▶ _Exercise details_:
The answer should consist of all the records, written out word for word.

══ Data for this task ══

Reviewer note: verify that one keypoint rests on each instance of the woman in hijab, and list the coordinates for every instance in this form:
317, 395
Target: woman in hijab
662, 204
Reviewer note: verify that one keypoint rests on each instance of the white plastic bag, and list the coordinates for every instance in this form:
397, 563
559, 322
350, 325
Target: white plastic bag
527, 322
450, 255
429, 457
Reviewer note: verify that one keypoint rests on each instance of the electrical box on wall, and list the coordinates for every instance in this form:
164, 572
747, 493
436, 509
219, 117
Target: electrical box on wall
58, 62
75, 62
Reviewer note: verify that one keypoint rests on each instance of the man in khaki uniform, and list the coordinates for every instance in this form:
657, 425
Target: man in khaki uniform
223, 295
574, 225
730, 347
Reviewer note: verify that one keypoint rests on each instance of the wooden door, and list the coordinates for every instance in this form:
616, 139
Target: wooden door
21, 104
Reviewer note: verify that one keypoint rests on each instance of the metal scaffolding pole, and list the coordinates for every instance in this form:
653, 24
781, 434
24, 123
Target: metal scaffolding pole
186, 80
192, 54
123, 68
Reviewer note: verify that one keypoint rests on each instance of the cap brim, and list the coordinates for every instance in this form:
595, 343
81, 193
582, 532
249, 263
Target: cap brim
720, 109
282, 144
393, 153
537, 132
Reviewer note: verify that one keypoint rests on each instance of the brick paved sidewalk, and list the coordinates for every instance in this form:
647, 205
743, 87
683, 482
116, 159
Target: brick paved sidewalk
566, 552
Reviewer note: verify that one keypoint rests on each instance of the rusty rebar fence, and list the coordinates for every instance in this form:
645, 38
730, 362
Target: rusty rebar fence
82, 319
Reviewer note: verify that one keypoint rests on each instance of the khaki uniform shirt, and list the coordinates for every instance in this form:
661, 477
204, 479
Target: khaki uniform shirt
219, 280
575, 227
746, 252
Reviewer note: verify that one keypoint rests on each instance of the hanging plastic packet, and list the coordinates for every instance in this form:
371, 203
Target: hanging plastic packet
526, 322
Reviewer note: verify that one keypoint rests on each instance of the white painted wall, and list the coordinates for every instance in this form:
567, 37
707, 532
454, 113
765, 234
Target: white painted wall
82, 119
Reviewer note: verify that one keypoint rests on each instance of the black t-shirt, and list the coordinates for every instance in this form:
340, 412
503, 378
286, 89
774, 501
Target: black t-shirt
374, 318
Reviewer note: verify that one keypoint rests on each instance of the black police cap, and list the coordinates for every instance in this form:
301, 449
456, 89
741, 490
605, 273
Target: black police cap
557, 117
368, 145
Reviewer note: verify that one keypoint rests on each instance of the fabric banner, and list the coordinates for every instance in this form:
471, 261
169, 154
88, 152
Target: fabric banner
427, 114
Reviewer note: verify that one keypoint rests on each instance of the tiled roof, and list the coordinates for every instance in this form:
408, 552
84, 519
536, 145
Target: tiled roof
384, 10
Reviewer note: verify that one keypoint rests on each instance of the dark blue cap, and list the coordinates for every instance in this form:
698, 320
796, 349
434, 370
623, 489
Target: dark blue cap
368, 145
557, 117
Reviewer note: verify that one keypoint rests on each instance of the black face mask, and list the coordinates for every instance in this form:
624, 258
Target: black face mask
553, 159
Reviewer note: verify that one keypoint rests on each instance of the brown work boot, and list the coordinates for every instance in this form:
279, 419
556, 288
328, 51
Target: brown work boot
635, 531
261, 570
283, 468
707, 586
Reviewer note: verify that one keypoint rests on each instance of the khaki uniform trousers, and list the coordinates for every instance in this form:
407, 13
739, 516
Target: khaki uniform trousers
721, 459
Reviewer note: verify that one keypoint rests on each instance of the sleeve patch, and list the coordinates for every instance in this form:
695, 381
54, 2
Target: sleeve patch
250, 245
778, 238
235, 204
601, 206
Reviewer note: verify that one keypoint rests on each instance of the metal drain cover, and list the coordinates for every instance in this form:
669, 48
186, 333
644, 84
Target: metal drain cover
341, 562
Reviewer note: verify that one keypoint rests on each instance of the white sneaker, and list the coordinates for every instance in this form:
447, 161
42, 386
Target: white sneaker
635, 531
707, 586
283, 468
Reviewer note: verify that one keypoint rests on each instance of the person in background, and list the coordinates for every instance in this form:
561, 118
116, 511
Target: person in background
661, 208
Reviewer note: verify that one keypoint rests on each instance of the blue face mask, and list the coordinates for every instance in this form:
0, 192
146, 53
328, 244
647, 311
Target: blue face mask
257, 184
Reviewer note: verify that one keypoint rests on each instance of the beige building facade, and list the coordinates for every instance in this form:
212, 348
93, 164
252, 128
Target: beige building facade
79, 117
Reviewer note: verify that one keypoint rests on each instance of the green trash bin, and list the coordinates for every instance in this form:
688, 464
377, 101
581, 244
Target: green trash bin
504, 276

═══

▶ _Exercise result_:
Reviewer note: verify that one keypoint rests on each instance of the woman in hijab, and list the coordinates for every instance in this form:
317, 395
Target: woman in hijab
662, 204
Reviewer note: verify that one keypoint rests on each instance of the white plastic bag, and list the coordinates for every instance in this form:
397, 563
559, 322
350, 325
Target: white plastic bag
527, 322
450, 255
429, 457
Reviewer note: verify that one keypoint rests on each instance of the electrical box on wall, and list the coordinates for every instance in this form:
164, 572
747, 493
436, 509
219, 117
Target: electrical box on wall
58, 62
75, 62
Reviewer note: verify that one keypoint rests on each instance of the man in khaki uniform, and list the coordinates for every instance in this form:
657, 425
Target: man in khaki uniform
223, 295
574, 225
730, 347
Reviewer note: verify that one keypoint rests on each instance of the wooden door, and list the coordinates for every instance in this form:
616, 139
Target: wooden door
21, 104
Reviewer note: verify that one keypoint rests on each instance of the metal scaffolding pole, and list the coordinates for every instance in this form:
653, 24
781, 434
24, 123
Target: metal scaffolding pole
186, 80
192, 54
123, 68
Reviewer note: verify that one keypoint rests on each instance of the cap brim, and list the coordinates for every instance in this form:
595, 343
81, 193
582, 532
249, 263
Target: cap brim
720, 109
282, 144
393, 153
537, 132
Reviewer note: verify that one keypoint rests on each instance of the brick paved sidewalk, and list the coordinates for every instance in this form:
647, 205
743, 87
683, 482
116, 159
Target: brick paved sidewalk
566, 552
Reviewer note: verify that one keypoint rests on each instance of the rusty rebar fence, and list the coordinates for every instance in this form:
645, 38
730, 362
Target: rusty rebar fence
82, 319
Reviewer note: verify that one keypoint rests on each instance of the khaki uniform shirt, and list the coordinates for every instance in this form:
661, 477
204, 479
Target: khaki uniform shirt
219, 280
575, 227
746, 252
Reviewer note: verify that one keypoint rests on each instance of the hanging plastic packet, and list the coordinates for every instance in this form:
371, 203
Target: hanging plastic packet
526, 322
Reviewer note: verify that one keypoint rests on each instance of the white painted wall, and list the coordinates for every instance in this form:
567, 37
707, 532
454, 113
765, 234
Target: white painted wall
82, 119
Reviewer note: verify that one keypoint rests on each instance of the black t-shirt, and list the coordinates for every instance in this form:
340, 412
503, 378
286, 89
774, 501
Target: black t-shirt
374, 318
Reviewer note: verify that one keypoint rests on each instance of the black police cap, and list the coordinates for every instance in this form:
301, 449
456, 89
741, 490
605, 273
Target: black police cap
557, 117
368, 145
Reviewer note: verify that one keypoint rests on each instance of the fabric banner, and list the coordinates for every instance in this form:
471, 261
169, 154
88, 152
Target: fabric banner
427, 114
Reviewer note: verify that one keypoint rests on each instance of the tiled roof, and list the coordinates for every instance in this form:
408, 552
84, 519
536, 145
Target: tiled roof
384, 10
Reviewer note: verify that one keypoint rests on each instance of the dark blue cap, and list the coordinates for every instance in this form:
698, 320
796, 349
434, 370
623, 489
Target: dark blue cap
368, 145
557, 117
Reviewer note: verify that one keypoint rests on each instance of the black face mask, and list the coordinates for every instance in this form:
624, 258
Target: black face mask
553, 159
Reviewer note: verify that one keypoint rests on each instance of the brown work boot, and list the coordinates for every instance in this form:
279, 419
556, 288
328, 51
Target: brown work boot
635, 531
261, 570
283, 468
707, 586
Reviewer note: verify that one keypoint rests on each instance of the khaki uniform trousers, and list the coordinates for every instance in this form:
407, 13
739, 516
Target: khaki uniform trousers
721, 459
Reviewer note: verify that one keypoint rests on each instance of the sleeve patch, and list the coordinates for every instance in this form:
695, 381
54, 2
Target: sleeve patch
250, 245
778, 238
235, 204
601, 206
Reviewer note: verify that one keypoint rests on each instance of the metal drain cover, and list the coordinates for every instance in this form:
669, 48
186, 333
644, 84
Target: metal drain cover
341, 562
Reviewer note: verify that one keypoint rests on each instance of the white sneaker, and list the coordinates for every instance in this form:
447, 161
42, 386
Target: white sneaker
635, 531
707, 586
283, 468
Reviewer note: verify that one keypoint rests on each instance of the person in background, and list the coordinates for every instance in this form:
561, 118
116, 511
Target: person in background
661, 208
Reviewer note: verify that one keypoint rests on each instance of the blue face mask, and list the coordinates for every instance in this form:
0, 192
146, 53
328, 244
647, 311
Target: blue face mask
257, 184
Reviewer note: verify that one keypoint rests on each instance of the beige building facade, and list the coordinates for every instance in this form:
212, 348
93, 164
252, 128
Target: beige building facade
79, 117
Reviewer note: verify that one keypoint rests on each instance of the green trash bin, and list the coordinates for every instance in this form:
688, 464
377, 101
581, 244
Target: green trash bin
504, 276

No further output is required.